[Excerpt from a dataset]
..............................

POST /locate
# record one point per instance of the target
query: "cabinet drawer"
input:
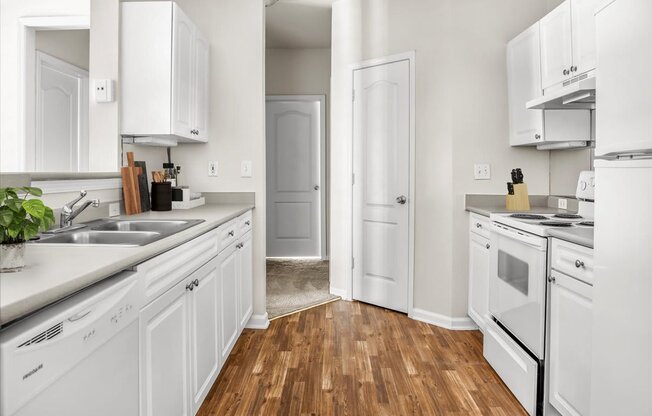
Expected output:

..............................

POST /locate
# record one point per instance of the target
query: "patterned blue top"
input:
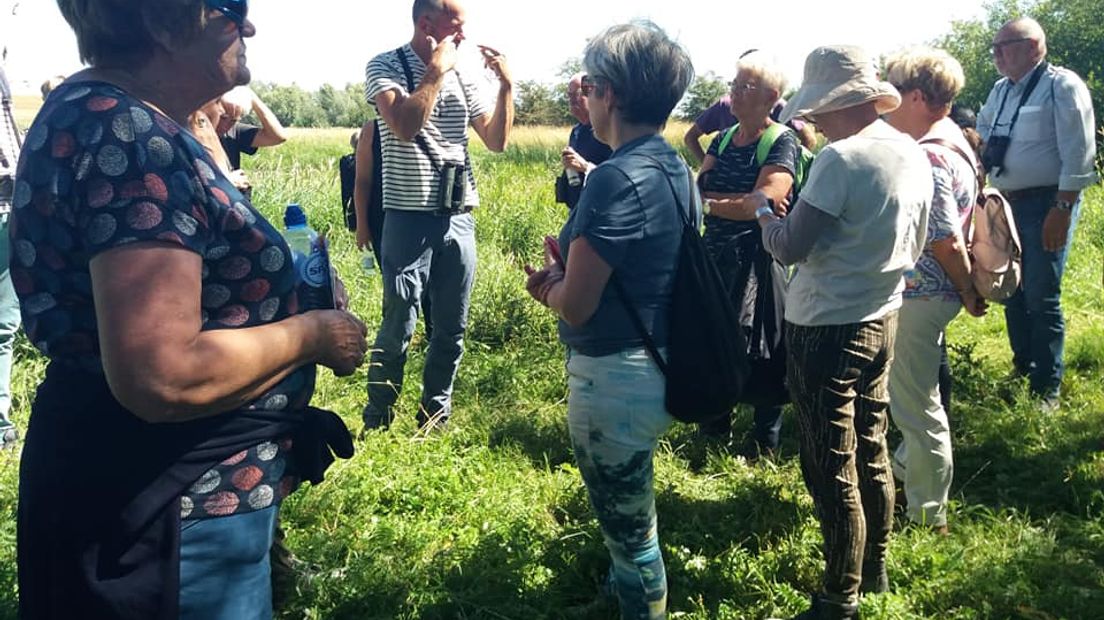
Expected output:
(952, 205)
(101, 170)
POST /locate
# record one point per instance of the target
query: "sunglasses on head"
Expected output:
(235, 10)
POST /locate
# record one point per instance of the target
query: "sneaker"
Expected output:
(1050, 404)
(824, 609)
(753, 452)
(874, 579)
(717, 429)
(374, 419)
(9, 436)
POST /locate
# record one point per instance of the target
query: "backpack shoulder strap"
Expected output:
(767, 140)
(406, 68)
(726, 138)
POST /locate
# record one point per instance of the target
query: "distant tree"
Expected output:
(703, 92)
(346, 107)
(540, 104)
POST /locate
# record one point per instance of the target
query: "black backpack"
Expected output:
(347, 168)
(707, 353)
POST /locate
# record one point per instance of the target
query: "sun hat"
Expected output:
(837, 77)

..............................

» Exercise goal: Identify each line in the records that contains the string "query" and copy all of them.

» Correct response:
query: "cabinet drawer"
query: "patterned blue top"
query: "sunglasses on head"
query: "sneaker"
query: "backpack shoulder strap"
query: "distant tree"
query: "black backpack"
query: "sun hat"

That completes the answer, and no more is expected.